Records from a data collection
· · ·
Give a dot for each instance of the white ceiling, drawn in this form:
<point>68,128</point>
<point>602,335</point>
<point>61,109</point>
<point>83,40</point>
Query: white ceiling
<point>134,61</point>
· · ·
— The task —
All of the data above should be reproduced word for word.

— Problem solution —
Give a dot for each instance of the white ceiling, drawn in this form:
<point>68,128</point>
<point>602,335</point>
<point>61,109</point>
<point>83,40</point>
Query: white ceiling
<point>134,61</point>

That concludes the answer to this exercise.